== TASK GOAL ==
Please return the data below unchanged, every line in its original order.

== GIVEN INFORMATION ==
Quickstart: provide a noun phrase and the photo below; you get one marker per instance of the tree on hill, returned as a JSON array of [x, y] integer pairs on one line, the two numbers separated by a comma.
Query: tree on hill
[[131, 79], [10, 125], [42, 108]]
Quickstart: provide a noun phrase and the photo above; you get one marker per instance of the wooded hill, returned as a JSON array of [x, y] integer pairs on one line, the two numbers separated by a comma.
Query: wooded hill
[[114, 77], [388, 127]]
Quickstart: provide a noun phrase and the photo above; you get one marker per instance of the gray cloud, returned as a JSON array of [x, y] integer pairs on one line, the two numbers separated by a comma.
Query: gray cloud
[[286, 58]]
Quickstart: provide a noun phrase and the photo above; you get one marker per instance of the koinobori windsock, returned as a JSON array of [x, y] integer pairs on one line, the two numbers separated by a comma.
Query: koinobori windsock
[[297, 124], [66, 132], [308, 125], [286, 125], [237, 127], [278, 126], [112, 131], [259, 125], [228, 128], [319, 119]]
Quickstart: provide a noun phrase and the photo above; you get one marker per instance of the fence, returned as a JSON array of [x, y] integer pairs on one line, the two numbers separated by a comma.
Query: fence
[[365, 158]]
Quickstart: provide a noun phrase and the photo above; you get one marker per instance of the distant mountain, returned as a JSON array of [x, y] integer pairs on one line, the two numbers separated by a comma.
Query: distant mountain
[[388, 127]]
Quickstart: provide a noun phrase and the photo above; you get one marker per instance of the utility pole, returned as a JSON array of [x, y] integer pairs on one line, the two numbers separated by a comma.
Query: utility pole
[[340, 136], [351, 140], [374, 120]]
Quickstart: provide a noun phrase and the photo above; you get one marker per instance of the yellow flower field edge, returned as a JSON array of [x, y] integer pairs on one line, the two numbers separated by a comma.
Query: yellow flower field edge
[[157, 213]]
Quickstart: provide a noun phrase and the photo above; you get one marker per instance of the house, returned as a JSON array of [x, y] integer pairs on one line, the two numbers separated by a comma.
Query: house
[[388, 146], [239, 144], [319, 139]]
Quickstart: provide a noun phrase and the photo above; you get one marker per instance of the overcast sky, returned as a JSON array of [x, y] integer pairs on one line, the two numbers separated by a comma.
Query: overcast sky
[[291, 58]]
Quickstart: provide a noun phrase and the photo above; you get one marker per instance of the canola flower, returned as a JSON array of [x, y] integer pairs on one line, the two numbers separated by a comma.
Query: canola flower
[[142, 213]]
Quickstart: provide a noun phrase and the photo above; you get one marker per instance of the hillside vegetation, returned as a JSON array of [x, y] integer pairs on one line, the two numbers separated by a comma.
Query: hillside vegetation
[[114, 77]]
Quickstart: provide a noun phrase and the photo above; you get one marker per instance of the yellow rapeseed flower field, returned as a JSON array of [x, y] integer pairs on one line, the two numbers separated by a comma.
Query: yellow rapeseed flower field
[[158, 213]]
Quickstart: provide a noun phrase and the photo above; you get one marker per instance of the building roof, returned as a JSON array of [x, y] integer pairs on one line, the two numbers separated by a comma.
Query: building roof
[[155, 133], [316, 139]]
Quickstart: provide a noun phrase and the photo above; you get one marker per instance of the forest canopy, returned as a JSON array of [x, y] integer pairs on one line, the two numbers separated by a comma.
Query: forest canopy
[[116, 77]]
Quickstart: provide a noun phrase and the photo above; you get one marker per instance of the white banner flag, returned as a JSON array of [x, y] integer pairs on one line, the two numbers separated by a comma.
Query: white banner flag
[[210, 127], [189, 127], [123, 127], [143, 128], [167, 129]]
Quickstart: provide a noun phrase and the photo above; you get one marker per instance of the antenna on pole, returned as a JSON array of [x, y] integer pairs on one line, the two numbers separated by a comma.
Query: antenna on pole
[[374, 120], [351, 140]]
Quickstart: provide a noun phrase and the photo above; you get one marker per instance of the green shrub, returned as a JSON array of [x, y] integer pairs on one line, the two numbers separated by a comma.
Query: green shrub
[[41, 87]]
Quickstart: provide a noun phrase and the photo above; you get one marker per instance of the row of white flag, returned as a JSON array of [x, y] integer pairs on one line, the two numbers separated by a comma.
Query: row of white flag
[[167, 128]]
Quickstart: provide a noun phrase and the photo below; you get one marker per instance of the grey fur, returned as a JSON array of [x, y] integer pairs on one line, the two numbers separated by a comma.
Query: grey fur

== REPLY TO THE TASK ==
Quickstart: provide a noun phrase and the photo below; you get one marker per instance of the tree on hill, returned as a JSON array of [x, y] integer pairs on one line, the two numbers separated by a comma.
Query: tree on hill
[[131, 79], [10, 125], [42, 108]]
Quickstart: provide a noun phrase and the photo above; you get one marker per instance of the wooded hill, returned as a JSON array of [x, y] integer pairs on one line, the two numbers separated by a comma.
Query: wooded hill
[[114, 77], [388, 127]]
Quickstart: provide a noun phrase and the photo above; you get one marker per instance of the gray cloud, returned as a JSON array of [x, y] integer pairs on one line, the two numbers separated by a comma.
Query: gray cloud
[[286, 58]]
Quickstart: provide a noun phrase and the photo above; you get one marker per instance of the koinobori windsock, returned as a JSON array of [x, y] integer pairs on one line, the two numbers separated by a comma.
Query: koinobori windsock
[[297, 124], [66, 132], [308, 125], [286, 125], [237, 127], [278, 126], [112, 131], [259, 125], [228, 128], [319, 119]]
Quickstart: provide a noun phrase and the photo above; you get one marker per instance of the fence, returned as a JSON array of [x, y] integer pairs on one line, the two numbers separated by a comma.
Query: fence
[[365, 158]]
Quickstart: provide a noun phrase and the photo above; you get one marker per instance of the distant mountain, returned as a JSON array of [x, y] integer pairs on one line, the two numbers separated by a comma.
Query: distant mountain
[[388, 127]]
Quickstart: provide a noun phrase and the photo above; you get one marker per instance of the utility pole, returned as a JSON array of [x, y] integer pairs on one line, the two numbers separated by a comma.
Query: utility pole
[[340, 136], [351, 140], [374, 120]]
Quickstart: provide a noun phrase and the photo above; you get one marker per instance of the yellow flower field edge, returned as a JSON array of [x, y] integer pairs on one line, the two numbers separated by a comma.
Query: yellow flower field edge
[[157, 213]]
Quickstart: provide a noun phrase and the photo above; you get one marker per instance of the house, returned as a JSON array of [x, y] integer pairs on one line, the two numbers separated by a comma.
Query: house
[[388, 146], [239, 144], [319, 139]]
Quickstart: provide a noun phrase and the photo above; you get one marker per instance of the overcast sky, returned as a JSON array of [x, y] integer pairs on one line, the two numbers separated by a comma.
Query: overcast sky
[[291, 58]]
Quickstart: provide a noun phrase and the photo above; you get one marker per instance of the canola flower, returned as a JSON array of [x, y] integer pairs on one line, the two numbers separated by a comma.
Query: canola flower
[[142, 213]]
Quickstart: provide a noun phrase and the photo above; you get one marker per instance of the hillside vegetation, returned as a JSON array of [x, y] integer pairs on one line, the two numbers separated by a comma.
Query: hillside vegetation
[[114, 77]]
Quickstart: provide a noun phrase and the photo above; you get one marker per instance of the yellow rapeseed flower field, returned as a JSON array of [x, y] integer pairs on one line, the two numbers separated by a comma.
Query: yellow rapeseed flower field
[[158, 213]]
Quickstart: provide a noun phrase and the photo above; you get one marker per instance of the building roof, returned as a JSON array of [x, y] integer pairs on one line, the two numbers separated by a comma.
Query: building roof
[[155, 133], [316, 139]]
Quickstart: provide a noun phrase and the photo above; you get one marker per instance of the forest canopy, returned as a JSON array of [x, y] integer pairs on one line, the two numbers separated by a comma.
Query: forest canopy
[[116, 77]]
Quickstart: provide a noun phrase and the photo above; you get one marker per instance of the white banner flag, returned as a JSON array of [x, y] integer pairs on one line, the two numbers separated by a comma.
Query: white banner flag
[[210, 127], [189, 127], [123, 127], [143, 128], [167, 129]]
Quickstart: provide a noun phrase and the photo above; you get one marker per instance of the antenna on pole, returned as a JSON array of [x, y] integer pairs on one line, the two numbers separated by a comma.
Query: antenna on pole
[[374, 120], [351, 140]]
Quickstart: provide a noun phrase and the photo above; you get one marker per instance of the green shrub, returned as a JSON array of [x, y] integer pairs on one line, the two numbers separated by a comma.
Query: green shrub
[[41, 87]]
Quickstart: provide a noun phrase and the photo above; you get one marker per instance of the row of white flag, returned as a JSON array of [x, y] integer pairs on one line, the two numbers separated by a comma.
Query: row of white flag
[[167, 128]]
Quickstart: provide a noun phrase and the photo below; you get one marker per instance of the grey fur, returned as a JSON array of [x, y] integer pairs on one line, the two numbers separated by a comma.
Query: grey fur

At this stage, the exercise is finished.